**READING PASSAGE:**
★ ★ ★ ★ ★ ★ ★

Phases and Stages

I spent a lot of years in the “Diet Cycle Phase”. This is where a lot of American women live (some don’t even realize they live there). They cycle in and out of “diets”, “nutrition plans”, “workout regimes”… it’s like the hamster wheel. You think you’re moving forward, but eventually you realize the scenery hasn’t changed despite the passage of time. My more recent “diet” ventures championed the “in the name of health” banner. That seems to be the more popular version of dieting today… “getting healthy”. In fact, I’ve discovered that I can apply “diet mentality” to almost any way of eating.

What is diet mentality? Well, for me, it’s the notion that I must weigh/measure something in order to lose weight. It’s the thought process that says, “I can’t eat that… or I MUST eat this.” It’s the idea that I need some outside source to police me (diet plan, eating guidelines, scale, tape measure…etc). It’s also a mindset that absorbs a lot of brain power.

Yeah, I’ve spent a lot of years there.

Hanging out in this new space is proving to be unfamiliar territory. Oh sure, the familiar beckons at every turn. You don’t need to go far to read, see, or hear something about this nation’s obsession with body image and food. To stay the course certainly feels like swimming against the flow. Still, there are some who have navigated these waters. I mentioned them in this post if you want to read some of their books. While I do not agree with Geneen Roth on everything, I do find her detailed view of the four stages of “breaking free” to be quite helpful.

★ ★ ★ ★ ★ ★ ★

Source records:
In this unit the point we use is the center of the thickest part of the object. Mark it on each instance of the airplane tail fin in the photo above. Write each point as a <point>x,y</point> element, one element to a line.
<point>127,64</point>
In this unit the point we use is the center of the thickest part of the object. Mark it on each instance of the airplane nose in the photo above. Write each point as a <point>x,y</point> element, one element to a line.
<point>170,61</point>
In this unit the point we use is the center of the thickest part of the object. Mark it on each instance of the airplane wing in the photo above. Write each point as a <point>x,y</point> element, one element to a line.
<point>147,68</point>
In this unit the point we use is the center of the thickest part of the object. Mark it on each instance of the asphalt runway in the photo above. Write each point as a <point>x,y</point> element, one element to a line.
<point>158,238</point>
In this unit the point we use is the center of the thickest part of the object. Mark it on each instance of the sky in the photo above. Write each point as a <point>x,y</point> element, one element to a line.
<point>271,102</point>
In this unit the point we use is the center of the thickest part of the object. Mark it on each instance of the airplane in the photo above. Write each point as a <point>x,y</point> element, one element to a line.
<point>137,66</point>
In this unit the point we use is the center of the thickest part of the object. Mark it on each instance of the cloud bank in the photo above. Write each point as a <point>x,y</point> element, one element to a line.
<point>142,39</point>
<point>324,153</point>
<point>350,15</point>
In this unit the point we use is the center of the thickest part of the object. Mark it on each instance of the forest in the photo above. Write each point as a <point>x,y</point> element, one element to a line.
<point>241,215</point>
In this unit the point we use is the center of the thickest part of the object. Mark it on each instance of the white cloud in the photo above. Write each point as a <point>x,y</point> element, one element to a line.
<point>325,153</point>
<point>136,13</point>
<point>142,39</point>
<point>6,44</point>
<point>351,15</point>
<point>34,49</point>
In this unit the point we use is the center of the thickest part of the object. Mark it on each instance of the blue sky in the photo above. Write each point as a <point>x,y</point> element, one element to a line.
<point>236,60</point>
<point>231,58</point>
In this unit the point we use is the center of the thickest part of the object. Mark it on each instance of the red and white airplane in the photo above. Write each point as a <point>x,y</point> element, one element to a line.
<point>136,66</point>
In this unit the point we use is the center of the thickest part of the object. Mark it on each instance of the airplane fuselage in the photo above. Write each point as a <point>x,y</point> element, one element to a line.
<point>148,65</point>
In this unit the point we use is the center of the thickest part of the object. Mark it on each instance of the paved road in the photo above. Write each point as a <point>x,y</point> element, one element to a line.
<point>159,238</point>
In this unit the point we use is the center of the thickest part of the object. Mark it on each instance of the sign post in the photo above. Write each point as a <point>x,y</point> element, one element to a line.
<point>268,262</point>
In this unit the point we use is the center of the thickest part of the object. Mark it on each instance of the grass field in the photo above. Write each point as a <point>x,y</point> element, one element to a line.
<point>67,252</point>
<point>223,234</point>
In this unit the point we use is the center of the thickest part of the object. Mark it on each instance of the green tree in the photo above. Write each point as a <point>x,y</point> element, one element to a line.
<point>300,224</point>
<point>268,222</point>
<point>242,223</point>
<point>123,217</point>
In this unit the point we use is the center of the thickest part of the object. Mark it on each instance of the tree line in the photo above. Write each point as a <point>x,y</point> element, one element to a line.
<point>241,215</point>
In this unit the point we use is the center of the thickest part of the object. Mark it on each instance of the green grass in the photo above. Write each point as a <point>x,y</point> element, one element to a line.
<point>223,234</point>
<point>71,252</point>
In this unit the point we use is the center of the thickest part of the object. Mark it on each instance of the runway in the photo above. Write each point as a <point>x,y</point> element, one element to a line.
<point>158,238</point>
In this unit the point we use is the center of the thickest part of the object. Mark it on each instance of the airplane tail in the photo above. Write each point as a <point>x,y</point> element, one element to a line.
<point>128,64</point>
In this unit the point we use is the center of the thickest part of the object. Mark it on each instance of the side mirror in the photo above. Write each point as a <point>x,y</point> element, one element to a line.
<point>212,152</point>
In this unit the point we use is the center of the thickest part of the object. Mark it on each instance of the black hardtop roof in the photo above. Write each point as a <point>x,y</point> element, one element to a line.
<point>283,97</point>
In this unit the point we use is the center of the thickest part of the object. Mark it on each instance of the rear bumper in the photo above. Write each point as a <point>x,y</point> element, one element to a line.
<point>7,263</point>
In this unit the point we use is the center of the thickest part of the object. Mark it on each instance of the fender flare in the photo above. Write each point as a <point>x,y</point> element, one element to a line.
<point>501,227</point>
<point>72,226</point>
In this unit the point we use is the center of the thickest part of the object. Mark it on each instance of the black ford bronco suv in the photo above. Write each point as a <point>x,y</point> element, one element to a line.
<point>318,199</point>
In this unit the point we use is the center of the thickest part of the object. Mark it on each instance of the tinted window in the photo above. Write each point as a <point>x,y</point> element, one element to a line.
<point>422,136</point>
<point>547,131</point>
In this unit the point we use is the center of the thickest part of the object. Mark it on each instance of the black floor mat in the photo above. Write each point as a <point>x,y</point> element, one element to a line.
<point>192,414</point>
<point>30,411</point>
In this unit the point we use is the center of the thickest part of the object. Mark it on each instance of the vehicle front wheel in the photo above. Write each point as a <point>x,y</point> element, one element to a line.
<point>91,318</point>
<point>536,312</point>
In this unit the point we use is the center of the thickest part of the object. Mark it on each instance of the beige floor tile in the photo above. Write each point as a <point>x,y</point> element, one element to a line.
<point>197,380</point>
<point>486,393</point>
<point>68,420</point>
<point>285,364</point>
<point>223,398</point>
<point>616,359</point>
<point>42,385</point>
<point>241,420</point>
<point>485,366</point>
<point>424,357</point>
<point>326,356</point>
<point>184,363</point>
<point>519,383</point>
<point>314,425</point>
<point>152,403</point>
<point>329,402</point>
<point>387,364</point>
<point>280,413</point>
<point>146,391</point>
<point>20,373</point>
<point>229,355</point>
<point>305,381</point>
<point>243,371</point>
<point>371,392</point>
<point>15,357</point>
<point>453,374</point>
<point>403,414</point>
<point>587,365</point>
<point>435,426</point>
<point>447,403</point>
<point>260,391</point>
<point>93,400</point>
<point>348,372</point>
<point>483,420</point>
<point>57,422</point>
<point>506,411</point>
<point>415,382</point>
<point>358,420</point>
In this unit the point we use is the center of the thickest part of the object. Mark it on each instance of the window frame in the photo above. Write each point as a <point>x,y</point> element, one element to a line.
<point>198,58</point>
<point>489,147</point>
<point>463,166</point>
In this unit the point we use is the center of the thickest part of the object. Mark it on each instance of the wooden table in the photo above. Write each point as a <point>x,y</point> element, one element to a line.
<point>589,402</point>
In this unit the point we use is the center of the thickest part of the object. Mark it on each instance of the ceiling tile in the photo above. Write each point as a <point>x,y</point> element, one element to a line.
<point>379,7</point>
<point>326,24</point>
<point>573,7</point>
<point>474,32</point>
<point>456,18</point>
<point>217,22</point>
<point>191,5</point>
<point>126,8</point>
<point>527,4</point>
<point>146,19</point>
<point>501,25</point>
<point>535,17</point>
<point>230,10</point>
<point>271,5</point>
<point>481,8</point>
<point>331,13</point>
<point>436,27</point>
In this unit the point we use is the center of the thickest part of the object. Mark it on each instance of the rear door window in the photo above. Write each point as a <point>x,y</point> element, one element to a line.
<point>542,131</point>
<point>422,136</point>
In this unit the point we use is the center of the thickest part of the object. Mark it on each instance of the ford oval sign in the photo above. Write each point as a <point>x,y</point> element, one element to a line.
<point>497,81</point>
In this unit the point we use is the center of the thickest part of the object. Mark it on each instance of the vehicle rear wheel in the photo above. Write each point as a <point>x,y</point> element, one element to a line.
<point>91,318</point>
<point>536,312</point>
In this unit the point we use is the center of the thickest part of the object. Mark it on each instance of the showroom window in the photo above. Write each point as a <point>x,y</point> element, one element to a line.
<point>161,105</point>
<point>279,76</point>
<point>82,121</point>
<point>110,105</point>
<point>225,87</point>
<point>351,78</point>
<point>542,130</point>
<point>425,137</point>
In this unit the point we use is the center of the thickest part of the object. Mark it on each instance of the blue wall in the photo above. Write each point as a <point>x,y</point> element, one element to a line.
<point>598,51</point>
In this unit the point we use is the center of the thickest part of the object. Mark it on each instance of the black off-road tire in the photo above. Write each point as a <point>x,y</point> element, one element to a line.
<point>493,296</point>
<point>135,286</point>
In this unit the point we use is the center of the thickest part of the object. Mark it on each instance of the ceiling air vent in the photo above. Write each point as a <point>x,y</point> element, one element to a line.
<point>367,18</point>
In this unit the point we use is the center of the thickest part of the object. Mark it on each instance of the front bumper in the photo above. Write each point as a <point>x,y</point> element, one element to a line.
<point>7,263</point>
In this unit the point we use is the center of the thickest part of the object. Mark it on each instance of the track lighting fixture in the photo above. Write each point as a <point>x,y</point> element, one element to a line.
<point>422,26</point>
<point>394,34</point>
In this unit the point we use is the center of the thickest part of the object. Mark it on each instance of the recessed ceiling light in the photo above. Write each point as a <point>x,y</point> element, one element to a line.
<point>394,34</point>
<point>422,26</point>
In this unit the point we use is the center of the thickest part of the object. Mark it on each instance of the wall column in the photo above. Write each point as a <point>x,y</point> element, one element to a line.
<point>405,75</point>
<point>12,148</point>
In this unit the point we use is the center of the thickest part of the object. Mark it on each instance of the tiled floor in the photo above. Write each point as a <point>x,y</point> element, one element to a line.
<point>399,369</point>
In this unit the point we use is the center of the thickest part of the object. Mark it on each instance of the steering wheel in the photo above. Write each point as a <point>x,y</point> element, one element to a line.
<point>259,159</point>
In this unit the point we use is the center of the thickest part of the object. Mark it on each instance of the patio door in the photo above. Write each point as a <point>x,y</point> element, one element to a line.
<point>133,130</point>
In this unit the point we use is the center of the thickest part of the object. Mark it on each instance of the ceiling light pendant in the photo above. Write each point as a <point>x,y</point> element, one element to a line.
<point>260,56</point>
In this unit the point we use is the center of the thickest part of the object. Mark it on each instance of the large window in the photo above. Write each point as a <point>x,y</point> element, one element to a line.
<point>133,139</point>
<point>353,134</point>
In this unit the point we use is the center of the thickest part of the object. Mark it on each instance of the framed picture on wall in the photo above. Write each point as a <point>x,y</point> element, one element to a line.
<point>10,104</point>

★ ★ ★ ★ ★ ★ ★

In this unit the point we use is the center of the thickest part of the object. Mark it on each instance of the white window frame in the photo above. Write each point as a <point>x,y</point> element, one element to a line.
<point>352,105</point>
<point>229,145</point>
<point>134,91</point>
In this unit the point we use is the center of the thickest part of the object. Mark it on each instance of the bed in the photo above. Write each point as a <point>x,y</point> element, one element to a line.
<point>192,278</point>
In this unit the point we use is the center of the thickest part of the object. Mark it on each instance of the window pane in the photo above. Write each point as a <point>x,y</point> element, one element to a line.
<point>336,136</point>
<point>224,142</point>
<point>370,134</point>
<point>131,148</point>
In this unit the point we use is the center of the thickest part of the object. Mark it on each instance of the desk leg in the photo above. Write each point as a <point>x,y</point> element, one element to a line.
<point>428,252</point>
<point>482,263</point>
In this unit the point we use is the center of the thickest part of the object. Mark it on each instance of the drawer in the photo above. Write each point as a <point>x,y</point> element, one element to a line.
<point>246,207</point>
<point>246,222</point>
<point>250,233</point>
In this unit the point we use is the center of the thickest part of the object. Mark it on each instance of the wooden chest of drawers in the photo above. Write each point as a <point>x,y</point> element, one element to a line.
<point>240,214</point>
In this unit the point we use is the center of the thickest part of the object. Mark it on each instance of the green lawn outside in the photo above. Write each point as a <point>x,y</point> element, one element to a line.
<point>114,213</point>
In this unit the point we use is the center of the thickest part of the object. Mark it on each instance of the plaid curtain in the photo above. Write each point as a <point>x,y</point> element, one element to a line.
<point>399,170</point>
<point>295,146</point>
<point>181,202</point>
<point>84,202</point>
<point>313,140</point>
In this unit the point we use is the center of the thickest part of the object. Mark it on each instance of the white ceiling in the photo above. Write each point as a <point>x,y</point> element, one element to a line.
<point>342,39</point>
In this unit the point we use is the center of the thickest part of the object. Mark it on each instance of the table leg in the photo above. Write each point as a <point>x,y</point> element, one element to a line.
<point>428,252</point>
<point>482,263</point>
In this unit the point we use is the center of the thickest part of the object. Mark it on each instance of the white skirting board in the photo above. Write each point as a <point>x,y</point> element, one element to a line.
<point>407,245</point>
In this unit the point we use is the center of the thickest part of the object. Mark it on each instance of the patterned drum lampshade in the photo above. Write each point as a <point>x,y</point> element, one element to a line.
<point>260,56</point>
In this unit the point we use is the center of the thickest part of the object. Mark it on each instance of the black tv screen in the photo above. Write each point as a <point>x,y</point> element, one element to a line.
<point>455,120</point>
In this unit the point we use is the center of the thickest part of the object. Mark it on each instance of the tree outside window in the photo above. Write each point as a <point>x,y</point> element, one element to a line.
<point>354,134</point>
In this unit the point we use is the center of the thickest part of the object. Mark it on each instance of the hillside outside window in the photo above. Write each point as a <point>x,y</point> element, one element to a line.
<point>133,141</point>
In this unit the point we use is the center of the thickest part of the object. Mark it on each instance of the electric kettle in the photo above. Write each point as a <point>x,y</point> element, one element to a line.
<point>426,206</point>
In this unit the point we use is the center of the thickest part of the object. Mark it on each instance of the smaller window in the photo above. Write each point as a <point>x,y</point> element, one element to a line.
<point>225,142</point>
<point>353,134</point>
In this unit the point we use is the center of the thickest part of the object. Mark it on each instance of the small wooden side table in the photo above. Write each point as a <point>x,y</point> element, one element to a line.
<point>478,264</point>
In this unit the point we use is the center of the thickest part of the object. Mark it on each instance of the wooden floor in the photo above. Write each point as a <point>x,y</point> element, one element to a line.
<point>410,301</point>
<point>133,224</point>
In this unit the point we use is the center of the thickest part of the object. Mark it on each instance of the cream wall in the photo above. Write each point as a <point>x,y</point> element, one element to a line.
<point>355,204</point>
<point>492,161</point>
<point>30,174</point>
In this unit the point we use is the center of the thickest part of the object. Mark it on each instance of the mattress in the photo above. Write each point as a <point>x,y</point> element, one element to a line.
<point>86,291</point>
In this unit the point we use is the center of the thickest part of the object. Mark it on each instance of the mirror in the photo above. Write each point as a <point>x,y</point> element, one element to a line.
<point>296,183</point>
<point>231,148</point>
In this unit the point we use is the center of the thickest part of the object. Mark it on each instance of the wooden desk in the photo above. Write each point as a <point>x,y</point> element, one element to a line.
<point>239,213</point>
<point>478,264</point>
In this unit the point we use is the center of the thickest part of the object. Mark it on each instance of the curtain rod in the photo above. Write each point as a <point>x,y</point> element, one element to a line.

★ ★ ★ ★ ★ ★ ★

**REQUIREMENT 1:**
Answer these questions about the diet mentality post:
(a) What does the writer compare cycling in and out of diets to?
(b) Under what banner did the writer's more recent "diet" ventures go?
(c) Whose view of the four stages of "breaking free" does the writer find helpful?
**REQUIREMENT 2:** Please list every outside source that the diet mentality post names as something that polices the writer.
**REQUIREMENT 3:** Carry the diet mentality post forward from its final sentence.
The source records aren't needed for any of this work.

**EXPECTED ANSWER 1:**
(a) The hamster wheel.
(b) The "in the name of health" banner.
(c) Geneen Roth's.

**EXPECTED ANSWER 2:** Diet plan, eating guidelines, scale, tape measure.

**EXPECTED ANSWER 3:**
I am quite familiar with stages of recovery. I remember learning about and experiencing them when I went through bereavement classes and support groups years ago. Knowing that the stages are normal helps a person accept where they are in the process because they know it’s just a stage. The same is true for the stages associated with breaking free from dieting. Where am I? I think I’m somewhere between stage 2 and stage 3. I’m not fully in either one but I’m definitely seeing some of the benefits from stage three.

There is no set time to move through these stages. Of course, I do think I’m moving faster because I am rejecting diet mentality wholeheartedly. I’m refusing to let it sneak back in. This is probably the most difficult part for me. I’ve spent a lot of years thinking about dieting. It’s freed up some bandwidth in my head, which sometimes leaves me feeling a bit unsure of what to do with that space. I’ve been letting it rest mostly.

When we were really in the throes of grieving the death of our son, I remember someone asking one of the support group moderators how we should respond when someone asks, “how are you doing?” If you’ve been through the grief process, you know what a loaded question this can be. She told us to simply say, “I’m right on schedule.” If they require an explanation of such an unconventional response (the usual being “fine”). We can say, “I’m exactly where I should be in the grief process.” Of course, you can get even more specific if you want.

I used to ask the scale how I was doing, now I ask myself. My response? “I’m right on schedule.”

I’m going to leave you with this powerful video about “WEIGHT”.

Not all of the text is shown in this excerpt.